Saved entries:
[Start of Attachment]
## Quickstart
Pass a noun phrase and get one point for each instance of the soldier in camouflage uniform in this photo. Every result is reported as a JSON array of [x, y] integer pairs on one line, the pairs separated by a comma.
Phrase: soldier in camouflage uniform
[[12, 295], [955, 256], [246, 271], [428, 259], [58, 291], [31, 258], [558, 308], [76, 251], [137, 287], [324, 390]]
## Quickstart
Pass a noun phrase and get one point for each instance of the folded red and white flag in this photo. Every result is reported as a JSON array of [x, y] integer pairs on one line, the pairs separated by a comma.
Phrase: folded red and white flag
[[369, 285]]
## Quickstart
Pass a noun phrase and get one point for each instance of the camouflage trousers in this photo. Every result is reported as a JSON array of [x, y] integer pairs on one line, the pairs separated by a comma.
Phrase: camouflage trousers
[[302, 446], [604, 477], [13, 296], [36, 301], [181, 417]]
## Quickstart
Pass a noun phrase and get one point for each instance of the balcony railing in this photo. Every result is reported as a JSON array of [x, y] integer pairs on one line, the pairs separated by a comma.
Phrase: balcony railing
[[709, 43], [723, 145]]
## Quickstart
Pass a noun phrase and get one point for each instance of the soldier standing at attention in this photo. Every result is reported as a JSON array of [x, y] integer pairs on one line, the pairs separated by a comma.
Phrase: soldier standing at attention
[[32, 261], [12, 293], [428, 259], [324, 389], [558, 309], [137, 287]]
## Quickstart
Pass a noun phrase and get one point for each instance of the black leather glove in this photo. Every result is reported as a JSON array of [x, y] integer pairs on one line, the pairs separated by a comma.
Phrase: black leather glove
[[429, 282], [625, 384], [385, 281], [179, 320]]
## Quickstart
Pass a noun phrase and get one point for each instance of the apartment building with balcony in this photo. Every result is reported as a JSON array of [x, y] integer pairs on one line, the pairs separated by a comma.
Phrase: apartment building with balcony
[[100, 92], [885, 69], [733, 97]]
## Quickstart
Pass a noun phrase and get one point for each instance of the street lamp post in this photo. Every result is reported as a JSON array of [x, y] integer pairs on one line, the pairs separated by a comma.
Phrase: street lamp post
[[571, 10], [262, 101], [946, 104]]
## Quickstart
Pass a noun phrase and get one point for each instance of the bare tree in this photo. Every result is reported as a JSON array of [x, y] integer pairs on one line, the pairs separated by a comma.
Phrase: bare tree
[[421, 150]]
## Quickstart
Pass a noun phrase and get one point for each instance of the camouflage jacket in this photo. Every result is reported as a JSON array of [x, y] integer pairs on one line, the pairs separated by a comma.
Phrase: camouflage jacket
[End of Attachment]
Assigned task:
All of the records are to be reproduced exactly as they were given.

Your solution:
## Quickstart
Pass a noun phrase and get one point for each instance of the soldier in camouflage uniform in this photo. Every result is reported as a JSON array of [x, y] integer pairs on one line, the pairs separated by a comma.
Phrase: soldier in camouflage uniform
[[12, 295], [955, 256], [246, 271], [428, 259], [58, 291], [31, 258], [558, 308], [76, 251], [137, 287], [324, 390]]
## Quickstart
Pass a noun phrase and get one point for each instance of the folded red and white flag in this photo. Every result is reported as a JSON array of [x, y] integer pairs on one line, the pairs separated by a comma.
Phrase: folded red and white flag
[[369, 285]]
## Quickstart
Pass a noun phrase and get one point for each instance of the camouflage trousers in this photo. Every result is reported as a JSON array of [x, y] integer pairs on one line, the pairs separated by a comma.
Phrase: camouflage trousers
[[302, 446], [604, 477], [13, 296], [36, 301], [181, 417]]
## Quickstart
Pass a noun phrase and get one point for each instance of the balcony railing in this photo. Every result is reported as a JSON array of [x, y] integer pairs on one line, the pairs separated by a comma.
Phrase: balcony railing
[[709, 43], [723, 145]]
## Quickstart
Pass a noun phrase and get one point for each instance of the soldier standing at attention in this photo. Every result is reported as a JSON array of [x, y] integer pairs on one line, the pairs separated by a comma.
Phrase: soldier standing at attention
[[32, 261], [12, 293], [428, 259], [324, 389], [558, 309], [137, 287]]
## Quickstart
Pass a noun phrase and get one point for each instance of the black leather glove in this photo. Every result is reported as a JSON array of [x, y] integer pairs on one line, the pairs separated by a comma.
Phrase: black leather glove
[[429, 282], [625, 384], [385, 281], [179, 320]]
## Quickstart
Pass a noun phrase and get one point for each instance of the apartment building with balcony in this photo. Every result is reported as a JSON array of [x, y] integer pairs on one line, the pairs separated by a comma.
Phrase: apartment building with balcony
[[100, 92], [885, 69], [733, 97]]
## Quickstart
Pass a noun phrase and get one point for each instance of the street lamp post in this photo. Every result is reported as a JSON array of [x, y] integer pairs on one line, the pairs separated by a comma.
Phrase: street lamp post
[[571, 10], [262, 101], [946, 104]]
## Quickstart
Pass a noun phrase and get one point for each instance of the bare tree in this photo. Every result is reported as a JSON array of [x, y] integer pairs on one line, the pairs separated by a comma.
Phrase: bare tree
[[421, 150]]
## Quickstart
Pass a noun phrase and get one point for each instance of the camouflage jacket in this photo. Every result is reported as a JSON array of [x, y] integer pairs on one line, the pairs separated by a comma.
Phrase: camouflage jacket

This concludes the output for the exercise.